(Data items)

▬▬▬

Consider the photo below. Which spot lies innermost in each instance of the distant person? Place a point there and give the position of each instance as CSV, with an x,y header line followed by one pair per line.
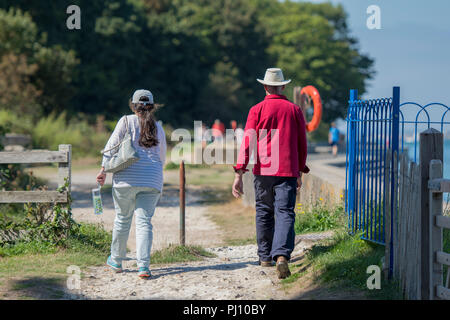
x,y
137,188
218,130
275,188
233,124
333,139
239,135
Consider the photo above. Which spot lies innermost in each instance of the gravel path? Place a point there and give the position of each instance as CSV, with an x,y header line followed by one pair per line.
x,y
232,274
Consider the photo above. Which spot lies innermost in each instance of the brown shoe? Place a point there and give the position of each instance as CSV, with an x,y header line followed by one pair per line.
x,y
282,268
265,263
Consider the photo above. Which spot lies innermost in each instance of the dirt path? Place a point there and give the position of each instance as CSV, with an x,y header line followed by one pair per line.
x,y
232,274
200,230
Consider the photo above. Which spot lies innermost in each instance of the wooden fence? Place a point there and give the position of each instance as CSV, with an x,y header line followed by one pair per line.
x,y
418,220
63,157
438,258
406,228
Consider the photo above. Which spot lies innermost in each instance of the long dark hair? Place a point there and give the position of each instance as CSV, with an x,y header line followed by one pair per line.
x,y
148,135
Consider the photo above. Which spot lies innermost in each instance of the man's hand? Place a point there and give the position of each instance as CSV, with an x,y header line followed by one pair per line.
x,y
238,186
101,177
299,182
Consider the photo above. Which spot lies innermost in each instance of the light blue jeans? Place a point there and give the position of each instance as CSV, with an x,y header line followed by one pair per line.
x,y
127,201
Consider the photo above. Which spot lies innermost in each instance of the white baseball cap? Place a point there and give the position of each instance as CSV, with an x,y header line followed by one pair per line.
x,y
138,94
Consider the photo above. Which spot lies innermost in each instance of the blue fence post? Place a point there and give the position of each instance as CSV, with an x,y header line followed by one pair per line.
x,y
395,141
351,160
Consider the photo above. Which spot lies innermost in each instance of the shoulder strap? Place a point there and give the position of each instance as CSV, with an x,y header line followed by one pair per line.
x,y
126,131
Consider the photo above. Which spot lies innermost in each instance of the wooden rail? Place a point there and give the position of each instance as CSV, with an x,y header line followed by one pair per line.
x,y
437,259
63,157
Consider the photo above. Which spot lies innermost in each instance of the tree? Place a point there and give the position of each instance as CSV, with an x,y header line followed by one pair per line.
x,y
35,78
311,43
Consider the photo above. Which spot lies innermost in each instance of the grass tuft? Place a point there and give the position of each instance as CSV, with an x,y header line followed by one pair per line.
x,y
318,217
176,253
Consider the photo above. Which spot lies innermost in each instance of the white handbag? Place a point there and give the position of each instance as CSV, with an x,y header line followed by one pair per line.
x,y
125,156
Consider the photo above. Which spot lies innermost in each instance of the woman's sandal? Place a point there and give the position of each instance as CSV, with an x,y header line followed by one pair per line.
x,y
144,273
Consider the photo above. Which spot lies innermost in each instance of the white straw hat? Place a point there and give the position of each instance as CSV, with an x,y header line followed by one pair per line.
x,y
274,77
138,94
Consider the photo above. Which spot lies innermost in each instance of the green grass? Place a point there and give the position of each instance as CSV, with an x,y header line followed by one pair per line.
x,y
38,269
318,217
90,246
342,262
175,253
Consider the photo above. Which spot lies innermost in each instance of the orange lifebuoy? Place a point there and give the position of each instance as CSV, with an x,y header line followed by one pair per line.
x,y
314,94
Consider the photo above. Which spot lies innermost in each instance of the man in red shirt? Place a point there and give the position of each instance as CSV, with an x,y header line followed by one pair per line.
x,y
275,135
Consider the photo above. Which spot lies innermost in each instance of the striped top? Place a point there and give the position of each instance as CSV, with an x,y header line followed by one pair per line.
x,y
148,170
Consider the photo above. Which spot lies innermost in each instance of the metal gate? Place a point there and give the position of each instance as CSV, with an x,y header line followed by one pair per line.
x,y
372,129
375,127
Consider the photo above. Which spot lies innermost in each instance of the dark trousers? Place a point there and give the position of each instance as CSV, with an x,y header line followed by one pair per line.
x,y
275,216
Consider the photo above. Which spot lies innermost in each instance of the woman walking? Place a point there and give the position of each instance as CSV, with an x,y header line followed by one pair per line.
x,y
137,188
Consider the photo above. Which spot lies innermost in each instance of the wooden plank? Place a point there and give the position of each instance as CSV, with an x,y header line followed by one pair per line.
x,y
435,232
32,196
387,208
443,222
394,214
443,258
417,223
36,156
402,224
443,293
408,237
431,147
447,282
64,169
439,185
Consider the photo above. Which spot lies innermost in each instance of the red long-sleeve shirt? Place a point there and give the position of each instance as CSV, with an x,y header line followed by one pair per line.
x,y
276,129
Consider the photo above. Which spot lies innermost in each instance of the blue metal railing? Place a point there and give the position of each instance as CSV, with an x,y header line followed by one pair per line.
x,y
374,127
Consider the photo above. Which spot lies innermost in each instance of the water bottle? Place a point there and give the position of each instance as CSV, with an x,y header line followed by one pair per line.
x,y
97,199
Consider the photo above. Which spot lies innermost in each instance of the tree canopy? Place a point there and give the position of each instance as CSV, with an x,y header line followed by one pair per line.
x,y
200,58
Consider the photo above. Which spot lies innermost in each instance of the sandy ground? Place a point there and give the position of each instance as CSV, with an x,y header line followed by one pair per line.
x,y
200,230
232,274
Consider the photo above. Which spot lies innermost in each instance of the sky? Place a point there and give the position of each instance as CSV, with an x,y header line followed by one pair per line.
x,y
411,50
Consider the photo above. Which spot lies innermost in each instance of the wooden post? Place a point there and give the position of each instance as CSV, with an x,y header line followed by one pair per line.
x,y
436,268
64,168
182,205
431,147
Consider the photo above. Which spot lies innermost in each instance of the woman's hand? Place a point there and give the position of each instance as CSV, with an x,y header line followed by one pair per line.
x,y
238,186
101,177
299,183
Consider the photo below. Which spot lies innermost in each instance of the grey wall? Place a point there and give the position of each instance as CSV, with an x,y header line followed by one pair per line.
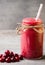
x,y
13,11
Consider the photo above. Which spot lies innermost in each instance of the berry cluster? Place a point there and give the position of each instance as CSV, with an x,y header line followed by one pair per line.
x,y
9,56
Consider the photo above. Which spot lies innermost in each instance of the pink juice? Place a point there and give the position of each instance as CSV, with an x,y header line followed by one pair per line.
x,y
31,40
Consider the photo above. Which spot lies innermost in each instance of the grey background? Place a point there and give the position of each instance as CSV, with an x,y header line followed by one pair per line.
x,y
13,11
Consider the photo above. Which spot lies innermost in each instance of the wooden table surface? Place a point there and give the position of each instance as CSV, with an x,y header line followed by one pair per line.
x,y
9,40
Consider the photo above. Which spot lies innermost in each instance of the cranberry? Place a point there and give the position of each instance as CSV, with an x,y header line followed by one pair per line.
x,y
16,59
12,59
2,59
7,52
21,57
1,55
16,55
11,54
8,59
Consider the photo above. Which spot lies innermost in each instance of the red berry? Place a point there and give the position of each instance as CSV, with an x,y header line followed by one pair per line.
x,y
16,59
16,55
1,55
11,54
2,59
7,52
21,57
8,59
12,59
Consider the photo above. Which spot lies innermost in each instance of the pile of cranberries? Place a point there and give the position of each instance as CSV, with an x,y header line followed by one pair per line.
x,y
10,56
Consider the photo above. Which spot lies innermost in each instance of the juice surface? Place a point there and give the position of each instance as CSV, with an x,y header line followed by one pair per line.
x,y
31,41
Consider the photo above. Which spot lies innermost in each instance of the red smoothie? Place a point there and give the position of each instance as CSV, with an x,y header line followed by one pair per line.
x,y
31,39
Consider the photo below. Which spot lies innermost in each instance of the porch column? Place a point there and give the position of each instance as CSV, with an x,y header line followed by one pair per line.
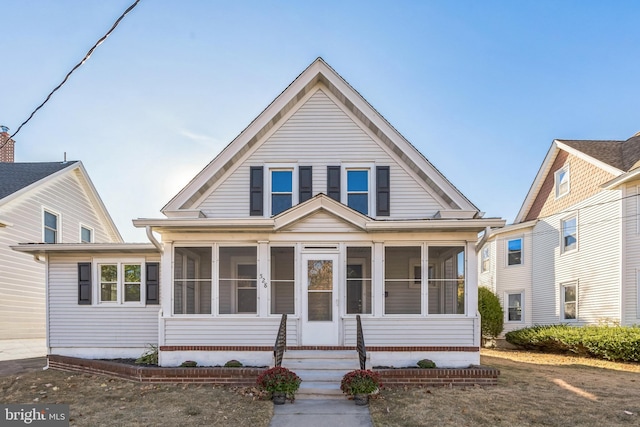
x,y
377,284
263,278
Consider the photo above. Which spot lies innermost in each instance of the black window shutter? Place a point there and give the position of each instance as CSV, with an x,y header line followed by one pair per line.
x,y
255,191
333,182
305,183
84,283
383,191
153,282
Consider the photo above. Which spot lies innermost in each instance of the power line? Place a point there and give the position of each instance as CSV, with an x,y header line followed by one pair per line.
x,y
78,65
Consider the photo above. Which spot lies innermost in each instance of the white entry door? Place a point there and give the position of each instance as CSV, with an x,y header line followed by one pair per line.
x,y
320,299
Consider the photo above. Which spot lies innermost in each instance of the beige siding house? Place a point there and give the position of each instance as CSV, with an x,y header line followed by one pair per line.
x,y
49,203
319,210
580,223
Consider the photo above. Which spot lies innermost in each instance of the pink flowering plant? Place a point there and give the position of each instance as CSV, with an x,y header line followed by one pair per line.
x,y
280,380
360,381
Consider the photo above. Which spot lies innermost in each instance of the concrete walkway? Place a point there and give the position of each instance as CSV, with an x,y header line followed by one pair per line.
x,y
321,413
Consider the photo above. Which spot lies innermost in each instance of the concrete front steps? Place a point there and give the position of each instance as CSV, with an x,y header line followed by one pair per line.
x,y
321,371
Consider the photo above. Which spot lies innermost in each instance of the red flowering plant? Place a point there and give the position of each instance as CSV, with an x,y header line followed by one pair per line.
x,y
280,380
360,381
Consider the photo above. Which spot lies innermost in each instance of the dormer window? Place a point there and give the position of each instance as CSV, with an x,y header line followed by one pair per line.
x,y
562,181
281,190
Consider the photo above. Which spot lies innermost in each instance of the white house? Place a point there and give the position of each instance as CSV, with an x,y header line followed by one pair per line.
x,y
319,210
50,203
572,254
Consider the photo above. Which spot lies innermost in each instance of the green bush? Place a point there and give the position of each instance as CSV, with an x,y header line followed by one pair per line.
x,y
491,313
150,356
617,343
426,364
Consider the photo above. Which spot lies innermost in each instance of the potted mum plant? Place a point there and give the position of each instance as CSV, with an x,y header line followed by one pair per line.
x,y
281,383
360,384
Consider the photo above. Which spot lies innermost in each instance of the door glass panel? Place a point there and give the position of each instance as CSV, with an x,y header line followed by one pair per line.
x,y
320,290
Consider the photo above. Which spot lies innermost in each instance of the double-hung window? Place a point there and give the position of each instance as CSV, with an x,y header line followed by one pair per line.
x,y
514,251
569,301
51,223
358,190
282,191
514,307
569,229
86,234
120,282
562,181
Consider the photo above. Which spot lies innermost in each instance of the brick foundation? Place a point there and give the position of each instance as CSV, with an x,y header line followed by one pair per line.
x,y
248,376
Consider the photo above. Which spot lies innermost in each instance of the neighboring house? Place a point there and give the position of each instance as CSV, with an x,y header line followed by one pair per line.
x,y
319,210
573,253
50,203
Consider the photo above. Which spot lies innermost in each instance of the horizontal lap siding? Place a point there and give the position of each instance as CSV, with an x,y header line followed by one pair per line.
x,y
631,254
441,331
222,331
73,325
22,280
595,265
317,135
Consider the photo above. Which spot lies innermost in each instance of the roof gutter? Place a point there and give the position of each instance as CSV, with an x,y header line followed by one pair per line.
x,y
153,239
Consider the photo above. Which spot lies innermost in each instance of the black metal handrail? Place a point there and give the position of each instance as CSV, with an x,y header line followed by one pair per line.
x,y
362,350
281,341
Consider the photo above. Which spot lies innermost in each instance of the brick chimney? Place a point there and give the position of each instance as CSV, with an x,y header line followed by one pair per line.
x,y
6,146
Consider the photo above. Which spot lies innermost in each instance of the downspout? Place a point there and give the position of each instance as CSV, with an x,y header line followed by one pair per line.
x,y
153,239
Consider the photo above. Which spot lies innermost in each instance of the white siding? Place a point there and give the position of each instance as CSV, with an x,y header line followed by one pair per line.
x,y
73,325
403,331
22,293
596,264
515,278
319,134
227,331
631,254
321,222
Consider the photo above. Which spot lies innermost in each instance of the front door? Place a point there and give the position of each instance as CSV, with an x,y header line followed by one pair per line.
x,y
320,299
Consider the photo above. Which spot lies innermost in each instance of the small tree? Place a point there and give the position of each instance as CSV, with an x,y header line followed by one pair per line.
x,y
492,315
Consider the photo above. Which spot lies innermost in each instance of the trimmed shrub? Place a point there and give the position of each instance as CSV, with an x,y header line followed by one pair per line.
x,y
617,343
491,313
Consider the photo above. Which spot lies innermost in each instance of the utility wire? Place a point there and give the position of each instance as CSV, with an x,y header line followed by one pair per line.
x,y
78,65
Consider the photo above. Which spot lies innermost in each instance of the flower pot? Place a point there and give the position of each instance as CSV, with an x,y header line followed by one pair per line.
x,y
279,398
361,399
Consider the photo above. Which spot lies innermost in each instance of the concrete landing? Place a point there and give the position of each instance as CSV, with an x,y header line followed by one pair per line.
x,y
321,413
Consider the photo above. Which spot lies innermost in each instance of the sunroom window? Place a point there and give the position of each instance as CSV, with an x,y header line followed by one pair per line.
x,y
402,280
282,280
446,280
358,280
192,280
238,280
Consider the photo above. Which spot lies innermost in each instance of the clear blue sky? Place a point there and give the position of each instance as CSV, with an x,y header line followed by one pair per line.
x,y
481,88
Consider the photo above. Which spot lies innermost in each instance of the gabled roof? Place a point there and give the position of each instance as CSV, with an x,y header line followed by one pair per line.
x,y
613,156
319,72
19,178
16,176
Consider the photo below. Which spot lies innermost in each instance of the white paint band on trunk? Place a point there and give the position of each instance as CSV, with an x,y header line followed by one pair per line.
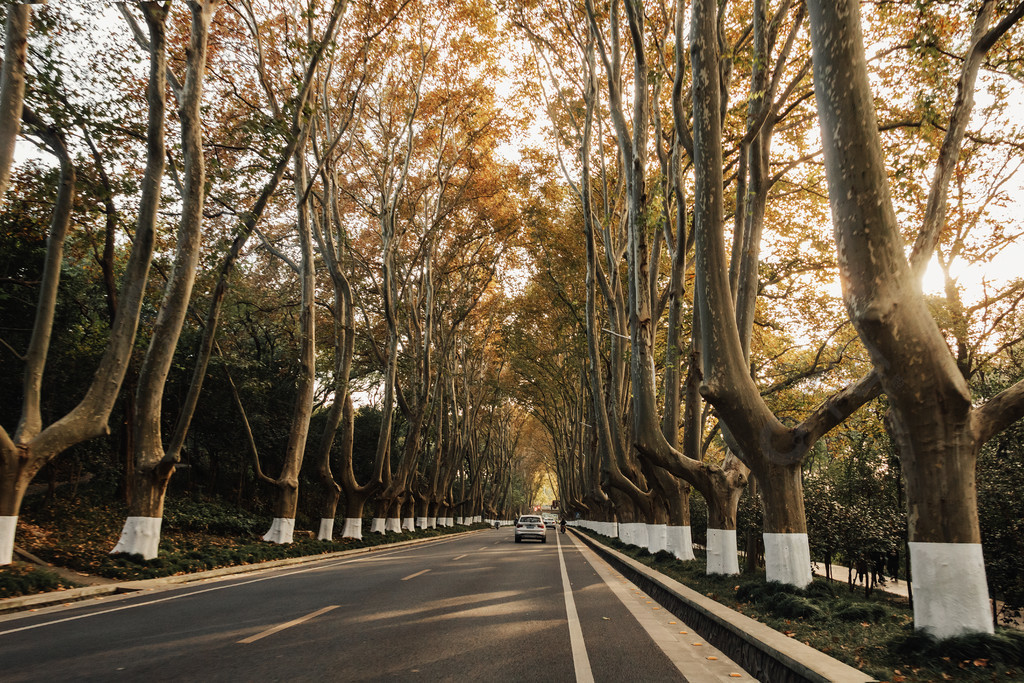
x,y
8,526
657,538
722,557
139,536
327,529
282,530
634,534
679,542
950,593
787,558
352,528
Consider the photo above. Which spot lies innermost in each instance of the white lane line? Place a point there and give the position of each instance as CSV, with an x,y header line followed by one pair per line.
x,y
581,660
418,573
287,625
696,667
326,564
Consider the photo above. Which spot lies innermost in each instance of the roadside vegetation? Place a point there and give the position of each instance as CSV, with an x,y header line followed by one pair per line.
x,y
77,534
875,633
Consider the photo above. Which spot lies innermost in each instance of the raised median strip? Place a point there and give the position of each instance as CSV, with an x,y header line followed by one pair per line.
x,y
765,653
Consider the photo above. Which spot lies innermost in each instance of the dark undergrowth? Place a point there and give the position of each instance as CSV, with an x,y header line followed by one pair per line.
x,y
197,535
873,634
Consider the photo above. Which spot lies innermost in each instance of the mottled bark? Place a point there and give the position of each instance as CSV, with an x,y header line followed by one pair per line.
x,y
153,466
12,85
33,445
931,416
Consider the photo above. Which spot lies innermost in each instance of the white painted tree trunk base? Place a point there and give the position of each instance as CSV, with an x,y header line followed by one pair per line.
x,y
352,528
634,534
787,559
679,542
722,556
657,538
139,536
282,530
950,593
8,526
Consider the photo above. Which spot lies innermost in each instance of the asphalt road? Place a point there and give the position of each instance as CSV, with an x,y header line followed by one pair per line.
x,y
472,607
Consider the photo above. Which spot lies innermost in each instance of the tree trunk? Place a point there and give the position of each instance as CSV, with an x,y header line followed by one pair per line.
x,y
931,416
787,553
12,85
153,467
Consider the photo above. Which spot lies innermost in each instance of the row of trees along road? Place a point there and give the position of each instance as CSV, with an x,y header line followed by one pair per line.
x,y
299,208
671,146
337,159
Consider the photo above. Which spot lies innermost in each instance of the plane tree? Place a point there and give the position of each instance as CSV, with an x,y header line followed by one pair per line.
x,y
936,426
32,444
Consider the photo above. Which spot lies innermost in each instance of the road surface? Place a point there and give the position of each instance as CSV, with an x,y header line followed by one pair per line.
x,y
470,607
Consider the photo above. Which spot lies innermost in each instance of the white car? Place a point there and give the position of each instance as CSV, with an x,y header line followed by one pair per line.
x,y
530,526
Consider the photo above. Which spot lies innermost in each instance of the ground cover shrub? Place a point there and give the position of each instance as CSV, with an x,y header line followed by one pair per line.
x,y
22,579
875,634
199,534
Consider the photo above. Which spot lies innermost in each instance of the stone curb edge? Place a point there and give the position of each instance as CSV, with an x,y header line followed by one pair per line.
x,y
756,646
22,602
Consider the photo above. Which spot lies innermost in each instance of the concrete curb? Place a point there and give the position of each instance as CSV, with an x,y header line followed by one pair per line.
x,y
767,654
23,602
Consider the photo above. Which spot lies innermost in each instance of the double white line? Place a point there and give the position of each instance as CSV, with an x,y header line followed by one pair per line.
x,y
581,660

▬▬▬

Given request -
Repeat exactly, and only, the lines from the line with "the concrete curb?" through the end of the listing above, both ends included.

Task answer -
Consider the photo above. Which spot lies innermost in each instance of the concrete curb? Place a point there and give the position of each instance as CSV, with an x,y header line followed by one pair per line.
x,y
767,654
23,602
Consider the photo above. Which spot lies innermost in each instance of the double white line? Place a point there and give the position of each instance as CSV, with an x,y header line followed by one pair per line.
x,y
581,660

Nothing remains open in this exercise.